* _Saved data entries_
______
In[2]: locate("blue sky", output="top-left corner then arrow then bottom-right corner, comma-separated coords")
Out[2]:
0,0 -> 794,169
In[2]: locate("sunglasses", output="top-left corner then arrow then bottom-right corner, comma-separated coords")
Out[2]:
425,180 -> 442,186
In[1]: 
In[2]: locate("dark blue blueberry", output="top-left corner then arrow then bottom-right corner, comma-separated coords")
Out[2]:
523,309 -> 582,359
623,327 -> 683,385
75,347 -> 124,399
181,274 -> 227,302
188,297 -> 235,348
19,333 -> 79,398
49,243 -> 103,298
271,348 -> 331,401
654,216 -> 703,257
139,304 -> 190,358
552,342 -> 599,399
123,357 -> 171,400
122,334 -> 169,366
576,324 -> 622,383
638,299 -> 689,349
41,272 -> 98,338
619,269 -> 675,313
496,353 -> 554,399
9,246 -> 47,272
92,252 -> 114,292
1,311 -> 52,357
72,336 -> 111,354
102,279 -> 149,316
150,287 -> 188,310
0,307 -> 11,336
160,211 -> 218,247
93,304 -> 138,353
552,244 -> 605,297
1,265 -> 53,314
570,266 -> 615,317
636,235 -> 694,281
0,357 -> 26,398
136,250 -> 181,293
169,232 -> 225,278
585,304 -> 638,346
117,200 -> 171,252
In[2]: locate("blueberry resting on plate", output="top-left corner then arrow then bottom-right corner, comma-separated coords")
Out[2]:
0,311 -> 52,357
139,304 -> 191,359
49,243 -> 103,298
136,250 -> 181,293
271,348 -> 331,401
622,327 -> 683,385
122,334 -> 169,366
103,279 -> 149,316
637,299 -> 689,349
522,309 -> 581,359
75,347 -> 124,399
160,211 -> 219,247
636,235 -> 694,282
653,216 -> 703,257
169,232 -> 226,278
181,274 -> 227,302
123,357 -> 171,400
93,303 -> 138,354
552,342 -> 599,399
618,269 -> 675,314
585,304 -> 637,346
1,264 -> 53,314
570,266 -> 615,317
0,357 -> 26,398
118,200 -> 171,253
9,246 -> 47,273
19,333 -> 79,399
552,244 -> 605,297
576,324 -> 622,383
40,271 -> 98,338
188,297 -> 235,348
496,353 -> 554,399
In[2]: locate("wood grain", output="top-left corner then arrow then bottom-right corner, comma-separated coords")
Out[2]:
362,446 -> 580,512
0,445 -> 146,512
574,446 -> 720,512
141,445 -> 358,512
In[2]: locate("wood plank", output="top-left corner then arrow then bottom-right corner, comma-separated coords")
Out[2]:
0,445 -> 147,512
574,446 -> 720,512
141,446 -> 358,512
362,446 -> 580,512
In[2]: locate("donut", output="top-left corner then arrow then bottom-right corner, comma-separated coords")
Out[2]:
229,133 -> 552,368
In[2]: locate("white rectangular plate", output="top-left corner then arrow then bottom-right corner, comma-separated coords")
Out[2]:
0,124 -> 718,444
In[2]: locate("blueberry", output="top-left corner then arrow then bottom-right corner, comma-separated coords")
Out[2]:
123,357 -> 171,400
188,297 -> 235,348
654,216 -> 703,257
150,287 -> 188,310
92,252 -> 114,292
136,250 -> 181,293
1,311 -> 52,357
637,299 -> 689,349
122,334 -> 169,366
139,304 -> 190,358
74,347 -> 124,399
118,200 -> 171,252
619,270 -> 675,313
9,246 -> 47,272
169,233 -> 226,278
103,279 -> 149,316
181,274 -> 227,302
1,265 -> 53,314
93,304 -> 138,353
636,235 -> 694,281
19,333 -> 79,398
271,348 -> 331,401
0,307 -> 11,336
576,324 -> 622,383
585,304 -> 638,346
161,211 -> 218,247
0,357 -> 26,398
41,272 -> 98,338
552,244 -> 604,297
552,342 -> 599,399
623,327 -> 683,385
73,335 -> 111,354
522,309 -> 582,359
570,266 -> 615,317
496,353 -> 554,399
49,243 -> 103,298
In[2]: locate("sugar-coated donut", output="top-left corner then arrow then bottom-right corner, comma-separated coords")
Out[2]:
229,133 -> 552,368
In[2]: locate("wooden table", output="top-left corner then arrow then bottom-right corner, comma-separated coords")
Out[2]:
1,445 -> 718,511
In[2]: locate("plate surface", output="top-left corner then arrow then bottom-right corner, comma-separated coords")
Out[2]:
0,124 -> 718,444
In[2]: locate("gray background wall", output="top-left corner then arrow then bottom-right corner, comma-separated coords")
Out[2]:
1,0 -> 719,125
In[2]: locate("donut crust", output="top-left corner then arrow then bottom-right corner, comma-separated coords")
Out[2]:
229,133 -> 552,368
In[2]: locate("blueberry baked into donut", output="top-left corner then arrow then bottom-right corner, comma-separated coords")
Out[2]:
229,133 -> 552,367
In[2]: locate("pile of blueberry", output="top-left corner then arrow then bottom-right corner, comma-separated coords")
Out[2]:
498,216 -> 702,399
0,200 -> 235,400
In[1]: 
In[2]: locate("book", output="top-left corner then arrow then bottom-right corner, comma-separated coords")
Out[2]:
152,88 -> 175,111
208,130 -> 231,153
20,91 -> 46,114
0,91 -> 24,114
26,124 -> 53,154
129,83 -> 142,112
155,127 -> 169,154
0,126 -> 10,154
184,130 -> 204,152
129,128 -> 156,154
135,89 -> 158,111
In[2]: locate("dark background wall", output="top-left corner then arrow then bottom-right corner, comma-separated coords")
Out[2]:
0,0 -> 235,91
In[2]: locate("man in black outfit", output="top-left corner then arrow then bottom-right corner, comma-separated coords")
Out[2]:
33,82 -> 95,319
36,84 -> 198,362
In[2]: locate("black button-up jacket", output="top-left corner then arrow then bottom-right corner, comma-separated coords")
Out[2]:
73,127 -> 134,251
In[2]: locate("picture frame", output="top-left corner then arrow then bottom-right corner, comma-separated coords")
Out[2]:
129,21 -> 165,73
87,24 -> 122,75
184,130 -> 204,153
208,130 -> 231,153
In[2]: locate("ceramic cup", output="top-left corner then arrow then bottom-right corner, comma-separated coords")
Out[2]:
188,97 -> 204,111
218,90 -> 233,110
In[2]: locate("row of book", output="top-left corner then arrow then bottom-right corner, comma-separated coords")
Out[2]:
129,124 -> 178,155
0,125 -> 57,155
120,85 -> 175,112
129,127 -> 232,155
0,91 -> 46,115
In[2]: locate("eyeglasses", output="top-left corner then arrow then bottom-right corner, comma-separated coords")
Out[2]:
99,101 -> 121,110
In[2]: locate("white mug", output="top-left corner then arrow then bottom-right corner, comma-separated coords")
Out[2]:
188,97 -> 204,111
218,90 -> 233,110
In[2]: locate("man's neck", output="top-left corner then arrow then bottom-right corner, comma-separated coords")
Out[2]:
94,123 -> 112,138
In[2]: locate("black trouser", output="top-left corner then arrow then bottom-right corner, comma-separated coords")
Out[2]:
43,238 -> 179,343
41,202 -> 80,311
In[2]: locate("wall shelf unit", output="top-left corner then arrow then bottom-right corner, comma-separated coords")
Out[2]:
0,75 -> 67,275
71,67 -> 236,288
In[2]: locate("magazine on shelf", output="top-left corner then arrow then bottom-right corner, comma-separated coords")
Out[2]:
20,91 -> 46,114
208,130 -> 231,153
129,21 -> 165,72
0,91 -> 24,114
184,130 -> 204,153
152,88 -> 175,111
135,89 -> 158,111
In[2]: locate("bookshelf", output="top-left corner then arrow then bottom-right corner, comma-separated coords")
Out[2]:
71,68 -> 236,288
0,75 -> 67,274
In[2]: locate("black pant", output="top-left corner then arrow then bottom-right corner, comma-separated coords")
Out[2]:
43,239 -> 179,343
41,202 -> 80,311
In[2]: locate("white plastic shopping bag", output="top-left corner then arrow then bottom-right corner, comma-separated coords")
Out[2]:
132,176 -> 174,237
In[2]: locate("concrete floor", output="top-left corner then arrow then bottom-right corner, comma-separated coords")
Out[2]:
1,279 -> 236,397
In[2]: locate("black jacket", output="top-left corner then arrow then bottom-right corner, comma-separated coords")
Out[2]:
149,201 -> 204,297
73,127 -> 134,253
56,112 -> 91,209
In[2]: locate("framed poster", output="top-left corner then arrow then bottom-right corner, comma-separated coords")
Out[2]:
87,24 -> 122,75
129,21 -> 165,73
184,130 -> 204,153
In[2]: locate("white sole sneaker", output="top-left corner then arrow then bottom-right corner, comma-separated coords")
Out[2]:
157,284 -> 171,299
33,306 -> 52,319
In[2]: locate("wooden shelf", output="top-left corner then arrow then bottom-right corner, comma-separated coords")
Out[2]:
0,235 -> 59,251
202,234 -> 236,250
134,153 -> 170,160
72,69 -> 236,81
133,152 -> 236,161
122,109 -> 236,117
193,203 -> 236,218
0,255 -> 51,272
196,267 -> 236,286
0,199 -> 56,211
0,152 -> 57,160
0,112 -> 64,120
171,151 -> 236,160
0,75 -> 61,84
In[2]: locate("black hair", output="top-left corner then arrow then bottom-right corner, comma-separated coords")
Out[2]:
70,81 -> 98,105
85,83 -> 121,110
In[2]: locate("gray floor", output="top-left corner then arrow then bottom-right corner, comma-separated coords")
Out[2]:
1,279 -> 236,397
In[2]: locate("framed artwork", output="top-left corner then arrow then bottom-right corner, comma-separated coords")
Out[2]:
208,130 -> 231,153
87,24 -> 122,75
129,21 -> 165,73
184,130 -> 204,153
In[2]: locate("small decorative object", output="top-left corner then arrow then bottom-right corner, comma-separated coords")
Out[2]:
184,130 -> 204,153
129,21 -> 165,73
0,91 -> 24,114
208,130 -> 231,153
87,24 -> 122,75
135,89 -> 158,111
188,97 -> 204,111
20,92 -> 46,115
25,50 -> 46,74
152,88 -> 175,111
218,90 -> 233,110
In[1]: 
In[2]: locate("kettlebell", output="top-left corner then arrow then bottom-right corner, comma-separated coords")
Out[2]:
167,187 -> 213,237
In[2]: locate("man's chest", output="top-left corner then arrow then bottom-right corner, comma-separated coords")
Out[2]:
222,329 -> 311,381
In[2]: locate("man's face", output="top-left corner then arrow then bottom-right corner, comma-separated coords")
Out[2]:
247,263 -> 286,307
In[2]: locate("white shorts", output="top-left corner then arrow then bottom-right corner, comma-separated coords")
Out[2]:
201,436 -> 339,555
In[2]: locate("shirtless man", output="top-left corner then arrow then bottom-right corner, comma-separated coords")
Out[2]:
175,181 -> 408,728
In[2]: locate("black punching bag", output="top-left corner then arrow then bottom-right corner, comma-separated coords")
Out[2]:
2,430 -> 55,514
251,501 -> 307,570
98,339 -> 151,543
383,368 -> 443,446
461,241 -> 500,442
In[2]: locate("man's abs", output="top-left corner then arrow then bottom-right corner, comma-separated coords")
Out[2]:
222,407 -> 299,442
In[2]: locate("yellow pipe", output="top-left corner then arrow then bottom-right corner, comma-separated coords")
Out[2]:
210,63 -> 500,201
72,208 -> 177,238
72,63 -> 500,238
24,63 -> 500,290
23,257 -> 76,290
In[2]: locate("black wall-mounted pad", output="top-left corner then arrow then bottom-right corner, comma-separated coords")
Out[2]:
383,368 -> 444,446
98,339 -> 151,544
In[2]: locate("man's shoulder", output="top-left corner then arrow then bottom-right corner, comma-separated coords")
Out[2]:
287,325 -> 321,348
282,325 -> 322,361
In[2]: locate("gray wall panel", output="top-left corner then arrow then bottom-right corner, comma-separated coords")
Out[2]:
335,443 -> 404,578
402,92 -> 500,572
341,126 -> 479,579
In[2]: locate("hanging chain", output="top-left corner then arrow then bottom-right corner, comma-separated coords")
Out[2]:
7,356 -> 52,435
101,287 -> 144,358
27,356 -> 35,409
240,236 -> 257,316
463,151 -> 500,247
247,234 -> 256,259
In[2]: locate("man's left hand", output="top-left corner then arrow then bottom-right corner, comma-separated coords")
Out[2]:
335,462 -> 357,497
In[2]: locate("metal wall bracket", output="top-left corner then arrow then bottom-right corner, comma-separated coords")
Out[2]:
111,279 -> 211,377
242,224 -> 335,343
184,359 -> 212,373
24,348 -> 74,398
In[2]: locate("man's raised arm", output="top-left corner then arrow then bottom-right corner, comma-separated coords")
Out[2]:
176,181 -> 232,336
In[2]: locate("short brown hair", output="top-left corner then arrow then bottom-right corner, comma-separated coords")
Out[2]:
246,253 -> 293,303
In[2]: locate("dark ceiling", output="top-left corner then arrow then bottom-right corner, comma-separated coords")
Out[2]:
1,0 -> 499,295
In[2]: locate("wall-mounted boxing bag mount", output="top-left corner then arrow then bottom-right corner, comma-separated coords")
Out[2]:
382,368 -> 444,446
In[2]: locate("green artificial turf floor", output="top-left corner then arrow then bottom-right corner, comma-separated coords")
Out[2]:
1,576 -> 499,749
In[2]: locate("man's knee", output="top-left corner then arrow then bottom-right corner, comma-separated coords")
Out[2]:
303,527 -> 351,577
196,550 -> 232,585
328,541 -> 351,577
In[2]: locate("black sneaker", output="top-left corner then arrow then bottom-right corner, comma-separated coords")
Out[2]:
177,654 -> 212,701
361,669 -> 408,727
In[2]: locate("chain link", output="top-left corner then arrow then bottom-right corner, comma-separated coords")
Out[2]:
______
With "gray" as the string to find, copy every line of the records that holds it.

* _Result for this exercise_
In[2]: locate("gray background wall", output="top-left corner then arrow then bottom-right corner, comma-separated coords")
In[2]: locate("gray floor", output="top-left corner then arrow then bottom-right corner, comma-separated coords")
In[2]: locate("gray wall panel", output="top-left corner then arrow then bottom-right corner, comma-separated coords")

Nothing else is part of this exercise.